* BEGIN SELECTION *

Theory

Introduction

This section presents the theory of how FEM-optimization problems are defined or formulated. This is of interest both for the user of a Muscade-based application, and for someone implementing new elements to create such an application.

Classes of degrees of freedom

Muscade introduces 3 classes of degrees of freedom (dofs).

$X$-dofs are the dofs normaly encountered in normal "forward" FEM analysis. They provide a discrete representation of the response of the system. There is a one-to-one relation (a "duality") between the $X$-dofs and the residuals $R$, which are the discretized form of the differential equations we seek to solve. In forward FEM, we formulate a discreet problem of the form

\[\forall t, R(X(t),t)=0\]

$U$-dofs are additional dofs that can be used to represent additional unknown loads on the system. Like $X$-dofs, $U$-dofs are time-dependent. Unlike $X$-dofs, there is no residual (no new equations) corresponding to them.

$A$-dofs are additional dofs that can be used to represent unknown model parameters. $X$-dofs are not time-dependent, and there are no residuals corresponing to them.

* END SELECTION *

## [WRITTEN EXERCISE A]
Name all the classes of degrees of freedom that the Muscade theory page introduces.
The theory page and the listing come from unrelated sources.

* BEGIN EXTRACTED DATA *

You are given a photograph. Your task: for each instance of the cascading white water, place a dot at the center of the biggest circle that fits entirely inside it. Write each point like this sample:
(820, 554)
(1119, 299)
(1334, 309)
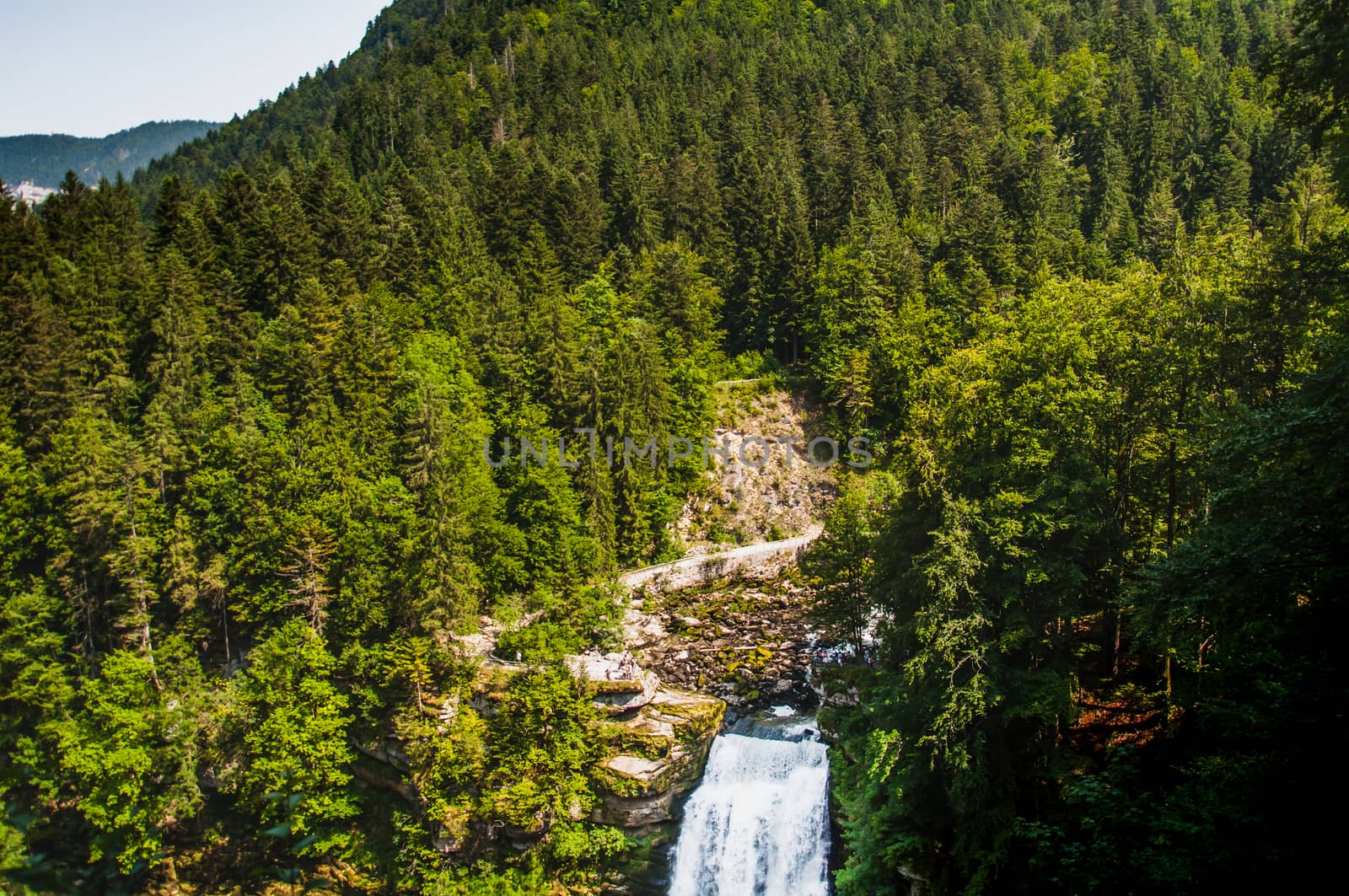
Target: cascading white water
(759, 822)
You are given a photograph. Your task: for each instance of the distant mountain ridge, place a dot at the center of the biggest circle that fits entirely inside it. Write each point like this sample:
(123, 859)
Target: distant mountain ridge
(45, 158)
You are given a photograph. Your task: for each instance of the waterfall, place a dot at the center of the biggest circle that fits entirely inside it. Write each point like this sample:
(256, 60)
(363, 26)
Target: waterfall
(759, 822)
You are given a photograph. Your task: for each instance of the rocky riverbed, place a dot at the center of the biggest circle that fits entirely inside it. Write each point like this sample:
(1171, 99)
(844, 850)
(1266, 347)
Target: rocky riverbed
(748, 642)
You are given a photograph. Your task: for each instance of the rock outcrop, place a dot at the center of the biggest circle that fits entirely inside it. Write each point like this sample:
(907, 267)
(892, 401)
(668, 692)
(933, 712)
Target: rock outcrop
(661, 752)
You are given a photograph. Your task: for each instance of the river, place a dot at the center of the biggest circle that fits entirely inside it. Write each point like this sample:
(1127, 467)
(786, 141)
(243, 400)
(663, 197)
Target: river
(759, 822)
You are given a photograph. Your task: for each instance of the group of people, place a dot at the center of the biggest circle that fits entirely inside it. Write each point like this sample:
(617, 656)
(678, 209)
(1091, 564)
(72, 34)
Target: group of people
(626, 669)
(841, 656)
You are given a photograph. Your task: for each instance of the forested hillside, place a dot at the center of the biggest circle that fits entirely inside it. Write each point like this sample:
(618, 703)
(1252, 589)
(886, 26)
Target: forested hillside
(45, 158)
(1078, 269)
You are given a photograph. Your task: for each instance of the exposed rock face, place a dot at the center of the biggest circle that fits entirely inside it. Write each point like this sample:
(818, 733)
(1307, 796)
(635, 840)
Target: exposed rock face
(663, 752)
(748, 642)
(773, 496)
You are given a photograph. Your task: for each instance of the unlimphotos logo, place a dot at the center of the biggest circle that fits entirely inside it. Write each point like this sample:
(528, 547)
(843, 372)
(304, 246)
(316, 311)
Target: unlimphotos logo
(750, 451)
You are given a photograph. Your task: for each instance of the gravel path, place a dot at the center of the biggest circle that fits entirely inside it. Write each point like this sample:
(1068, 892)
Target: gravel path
(690, 571)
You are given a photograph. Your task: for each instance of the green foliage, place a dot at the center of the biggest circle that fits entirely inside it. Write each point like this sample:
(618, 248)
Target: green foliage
(296, 737)
(1076, 269)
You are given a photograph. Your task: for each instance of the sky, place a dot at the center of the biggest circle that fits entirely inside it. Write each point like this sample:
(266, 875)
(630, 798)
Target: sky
(94, 67)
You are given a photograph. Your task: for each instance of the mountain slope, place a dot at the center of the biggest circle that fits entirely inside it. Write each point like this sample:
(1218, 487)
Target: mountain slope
(1067, 266)
(45, 158)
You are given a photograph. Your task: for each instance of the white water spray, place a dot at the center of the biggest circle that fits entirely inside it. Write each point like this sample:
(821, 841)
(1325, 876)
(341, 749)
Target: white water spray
(759, 822)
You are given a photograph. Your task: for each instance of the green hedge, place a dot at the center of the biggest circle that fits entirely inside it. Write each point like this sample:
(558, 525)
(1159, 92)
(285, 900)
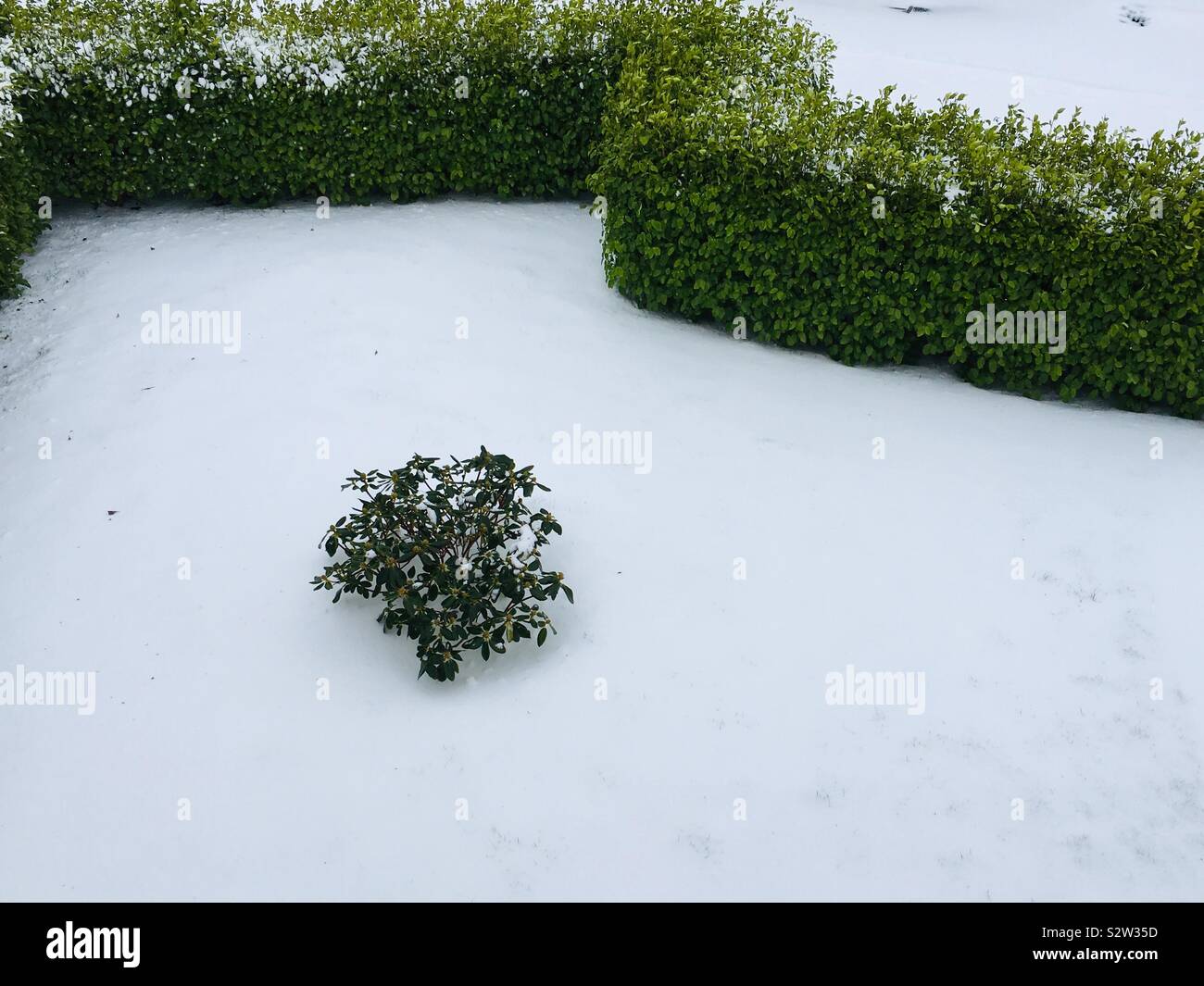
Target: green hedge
(872, 231)
(738, 184)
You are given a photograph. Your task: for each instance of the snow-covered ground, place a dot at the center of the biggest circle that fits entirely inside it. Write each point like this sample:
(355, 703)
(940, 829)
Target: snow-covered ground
(714, 766)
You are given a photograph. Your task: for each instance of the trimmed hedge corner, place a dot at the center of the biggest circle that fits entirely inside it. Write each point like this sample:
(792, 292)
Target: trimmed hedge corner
(738, 187)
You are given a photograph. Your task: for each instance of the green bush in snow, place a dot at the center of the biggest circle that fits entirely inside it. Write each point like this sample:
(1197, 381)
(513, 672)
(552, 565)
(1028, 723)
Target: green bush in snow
(454, 554)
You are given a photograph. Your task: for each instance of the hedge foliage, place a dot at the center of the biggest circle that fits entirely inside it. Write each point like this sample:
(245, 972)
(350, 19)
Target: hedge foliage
(738, 184)
(872, 229)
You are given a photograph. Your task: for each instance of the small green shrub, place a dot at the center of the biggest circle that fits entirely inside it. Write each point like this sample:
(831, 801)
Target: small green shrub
(454, 552)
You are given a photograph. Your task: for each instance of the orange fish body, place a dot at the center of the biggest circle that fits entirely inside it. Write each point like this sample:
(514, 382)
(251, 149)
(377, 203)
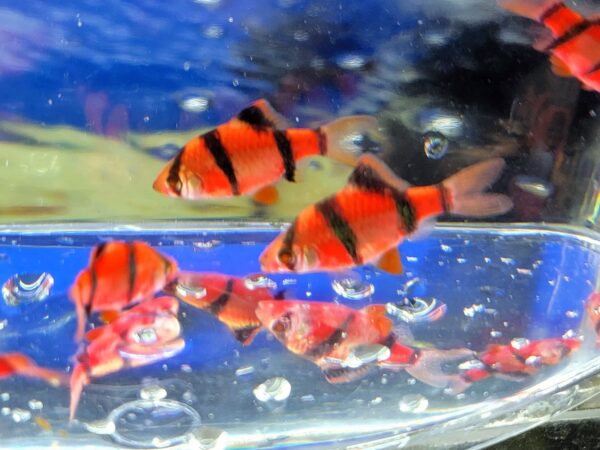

* END EXTRACTED DATA *

## [WRITTEN EXERCISE B]
Pull out every line of the listing that contains the string "face", treating uppercase and lowercase as different.

## [RESPONSE A]
X-dofs, U-dofs, A-dofs

## [RESPONSE B]
You are given a photograph. Your task: for each instance of the exposed rock face, place a dot at the center of the biggest circle that fits entirely inside it. Write each point like this sample:
Target: exposed rock face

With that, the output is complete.